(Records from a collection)
* * *

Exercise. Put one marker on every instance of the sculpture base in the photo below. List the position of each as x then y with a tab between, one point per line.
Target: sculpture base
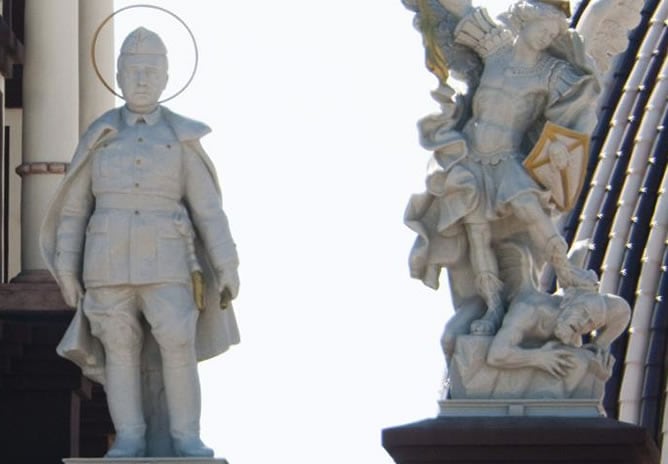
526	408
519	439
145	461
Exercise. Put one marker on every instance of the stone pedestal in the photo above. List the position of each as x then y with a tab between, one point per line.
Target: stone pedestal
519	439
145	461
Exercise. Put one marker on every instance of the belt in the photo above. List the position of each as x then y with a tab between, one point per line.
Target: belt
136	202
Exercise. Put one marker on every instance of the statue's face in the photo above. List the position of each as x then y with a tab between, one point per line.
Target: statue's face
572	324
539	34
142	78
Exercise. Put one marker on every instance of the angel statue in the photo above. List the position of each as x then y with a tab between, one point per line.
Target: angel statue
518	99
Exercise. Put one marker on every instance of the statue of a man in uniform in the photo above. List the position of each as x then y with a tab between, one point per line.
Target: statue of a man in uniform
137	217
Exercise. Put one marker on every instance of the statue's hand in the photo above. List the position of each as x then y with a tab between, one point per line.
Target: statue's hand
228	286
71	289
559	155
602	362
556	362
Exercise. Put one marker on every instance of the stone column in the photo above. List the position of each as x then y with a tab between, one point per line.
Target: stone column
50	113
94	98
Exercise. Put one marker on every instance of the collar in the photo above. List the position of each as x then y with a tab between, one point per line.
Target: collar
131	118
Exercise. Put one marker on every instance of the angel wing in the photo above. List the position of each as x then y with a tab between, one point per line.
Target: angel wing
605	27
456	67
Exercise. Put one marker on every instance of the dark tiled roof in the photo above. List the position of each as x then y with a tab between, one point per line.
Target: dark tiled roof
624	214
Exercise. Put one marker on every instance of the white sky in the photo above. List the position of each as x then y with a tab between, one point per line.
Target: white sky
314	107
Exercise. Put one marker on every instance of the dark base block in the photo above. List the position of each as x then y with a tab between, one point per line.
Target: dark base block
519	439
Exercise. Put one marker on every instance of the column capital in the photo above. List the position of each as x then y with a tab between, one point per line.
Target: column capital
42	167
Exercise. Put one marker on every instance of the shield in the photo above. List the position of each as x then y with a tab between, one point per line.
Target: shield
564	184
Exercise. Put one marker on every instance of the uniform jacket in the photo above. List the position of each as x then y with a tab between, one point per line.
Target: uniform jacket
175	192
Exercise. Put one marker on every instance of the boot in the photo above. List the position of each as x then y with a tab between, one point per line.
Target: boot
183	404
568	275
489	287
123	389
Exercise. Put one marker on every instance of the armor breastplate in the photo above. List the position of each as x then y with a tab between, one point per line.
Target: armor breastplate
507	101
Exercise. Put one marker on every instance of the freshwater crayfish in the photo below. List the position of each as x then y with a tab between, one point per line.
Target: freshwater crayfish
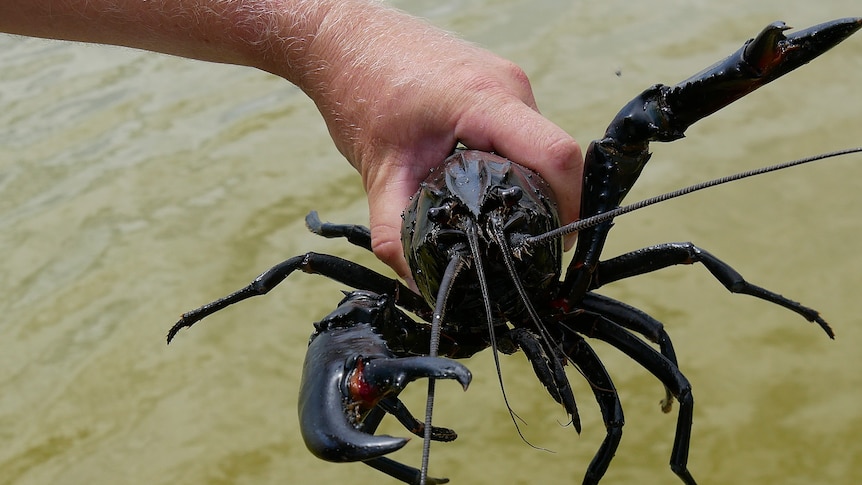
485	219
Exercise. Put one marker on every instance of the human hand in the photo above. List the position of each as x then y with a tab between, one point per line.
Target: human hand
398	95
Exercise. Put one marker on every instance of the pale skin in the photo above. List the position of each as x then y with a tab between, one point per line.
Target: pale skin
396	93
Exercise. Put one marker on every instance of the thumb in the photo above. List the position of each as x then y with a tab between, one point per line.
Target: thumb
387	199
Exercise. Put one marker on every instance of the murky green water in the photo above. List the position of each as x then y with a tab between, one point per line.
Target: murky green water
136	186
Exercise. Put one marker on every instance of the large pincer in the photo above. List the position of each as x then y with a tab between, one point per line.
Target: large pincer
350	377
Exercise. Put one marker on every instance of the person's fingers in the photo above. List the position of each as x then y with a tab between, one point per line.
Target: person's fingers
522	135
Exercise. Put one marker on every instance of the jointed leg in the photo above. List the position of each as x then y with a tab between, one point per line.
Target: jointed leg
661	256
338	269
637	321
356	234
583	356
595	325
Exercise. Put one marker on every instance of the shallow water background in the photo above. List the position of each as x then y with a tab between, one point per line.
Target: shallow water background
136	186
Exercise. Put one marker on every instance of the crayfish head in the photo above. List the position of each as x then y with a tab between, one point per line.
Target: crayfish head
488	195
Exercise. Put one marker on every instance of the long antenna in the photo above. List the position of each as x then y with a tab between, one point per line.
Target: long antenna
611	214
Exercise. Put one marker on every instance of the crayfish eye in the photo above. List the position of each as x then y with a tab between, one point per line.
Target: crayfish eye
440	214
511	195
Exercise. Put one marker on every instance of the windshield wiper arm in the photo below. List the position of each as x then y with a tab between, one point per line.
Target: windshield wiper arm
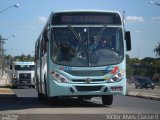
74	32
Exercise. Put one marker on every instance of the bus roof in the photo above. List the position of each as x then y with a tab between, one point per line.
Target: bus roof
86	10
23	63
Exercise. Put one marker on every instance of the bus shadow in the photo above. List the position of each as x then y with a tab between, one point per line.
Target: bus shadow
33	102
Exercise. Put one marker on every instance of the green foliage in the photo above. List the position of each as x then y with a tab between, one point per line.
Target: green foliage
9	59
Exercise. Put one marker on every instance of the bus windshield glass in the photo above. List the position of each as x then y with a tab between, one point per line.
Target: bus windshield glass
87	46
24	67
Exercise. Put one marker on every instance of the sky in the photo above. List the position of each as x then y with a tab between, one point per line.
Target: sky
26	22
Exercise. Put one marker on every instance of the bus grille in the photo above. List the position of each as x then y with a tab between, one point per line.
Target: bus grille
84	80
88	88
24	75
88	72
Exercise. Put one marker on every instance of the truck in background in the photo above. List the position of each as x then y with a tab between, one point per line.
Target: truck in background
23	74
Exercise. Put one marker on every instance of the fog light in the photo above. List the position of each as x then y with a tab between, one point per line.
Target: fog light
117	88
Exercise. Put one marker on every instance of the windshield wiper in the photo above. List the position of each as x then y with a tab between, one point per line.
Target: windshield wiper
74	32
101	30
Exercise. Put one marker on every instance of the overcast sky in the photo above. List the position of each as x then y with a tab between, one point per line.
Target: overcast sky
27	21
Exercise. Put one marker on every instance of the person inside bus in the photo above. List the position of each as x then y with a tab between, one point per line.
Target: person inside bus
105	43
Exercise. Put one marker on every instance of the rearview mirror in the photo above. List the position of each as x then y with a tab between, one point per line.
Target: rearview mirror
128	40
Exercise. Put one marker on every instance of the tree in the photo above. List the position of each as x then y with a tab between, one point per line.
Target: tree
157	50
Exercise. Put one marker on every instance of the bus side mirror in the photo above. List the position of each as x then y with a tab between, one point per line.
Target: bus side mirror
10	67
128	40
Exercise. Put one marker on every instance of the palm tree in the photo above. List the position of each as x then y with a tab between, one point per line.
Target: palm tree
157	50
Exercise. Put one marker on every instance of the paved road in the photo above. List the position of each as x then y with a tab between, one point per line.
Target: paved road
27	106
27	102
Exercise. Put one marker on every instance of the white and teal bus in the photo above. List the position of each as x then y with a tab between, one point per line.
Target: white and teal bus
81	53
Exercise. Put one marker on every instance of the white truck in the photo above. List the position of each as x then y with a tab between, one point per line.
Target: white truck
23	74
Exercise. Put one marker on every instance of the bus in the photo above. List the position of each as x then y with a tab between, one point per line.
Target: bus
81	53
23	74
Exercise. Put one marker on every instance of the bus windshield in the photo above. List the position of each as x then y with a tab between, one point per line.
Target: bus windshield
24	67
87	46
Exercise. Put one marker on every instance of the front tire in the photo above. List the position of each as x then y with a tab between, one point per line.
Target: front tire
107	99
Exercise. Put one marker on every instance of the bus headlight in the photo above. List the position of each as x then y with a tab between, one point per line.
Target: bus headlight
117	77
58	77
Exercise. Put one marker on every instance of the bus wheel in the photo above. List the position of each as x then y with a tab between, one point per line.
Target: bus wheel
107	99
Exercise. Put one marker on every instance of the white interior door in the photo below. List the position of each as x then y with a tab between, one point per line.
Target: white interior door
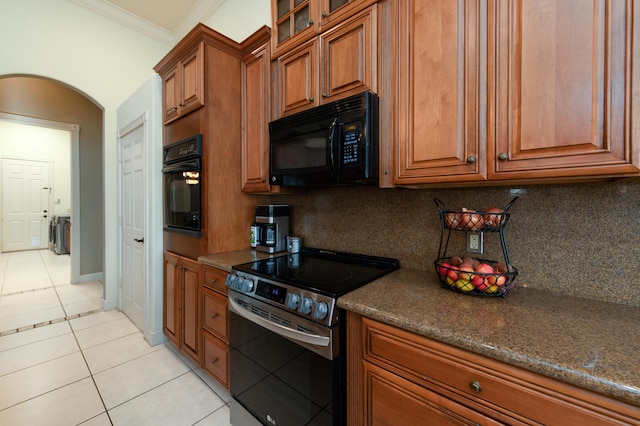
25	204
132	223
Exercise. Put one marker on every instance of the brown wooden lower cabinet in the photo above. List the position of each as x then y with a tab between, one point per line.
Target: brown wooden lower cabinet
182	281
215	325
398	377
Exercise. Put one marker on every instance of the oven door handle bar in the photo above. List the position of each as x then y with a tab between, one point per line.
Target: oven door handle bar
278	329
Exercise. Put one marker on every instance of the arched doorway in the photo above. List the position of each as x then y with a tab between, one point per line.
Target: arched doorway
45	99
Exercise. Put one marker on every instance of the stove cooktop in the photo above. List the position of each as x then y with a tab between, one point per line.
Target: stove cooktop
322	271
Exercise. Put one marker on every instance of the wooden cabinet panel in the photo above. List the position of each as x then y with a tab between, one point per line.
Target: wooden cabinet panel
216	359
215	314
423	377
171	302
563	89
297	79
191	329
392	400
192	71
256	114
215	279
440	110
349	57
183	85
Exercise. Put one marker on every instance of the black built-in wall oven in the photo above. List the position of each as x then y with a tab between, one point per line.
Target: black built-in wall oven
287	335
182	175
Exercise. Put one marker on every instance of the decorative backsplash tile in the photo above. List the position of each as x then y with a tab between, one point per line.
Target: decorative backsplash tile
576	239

* * *

Problem description →
From the entries above, extract every line where the word "below" appears.

Your solution →
Exercise. Put one marker on every instance of the sculpture base in the photo below. List the position of each as x then y with a tab between, one point per line.
Exercise. Put one marker on every instance of the freshwater crayfish in the photo below. List the position of each as x then y with a tab between, one point per line.
Exercise. Put one marker on every instance of the windshield wiper arm in the photo below. List the position of each as x then y with a tab between, one point per line.
Exercise. Put one marker on every instance of the white interior door in the photo below. List the position of each as x then y with a tab between, one point per line.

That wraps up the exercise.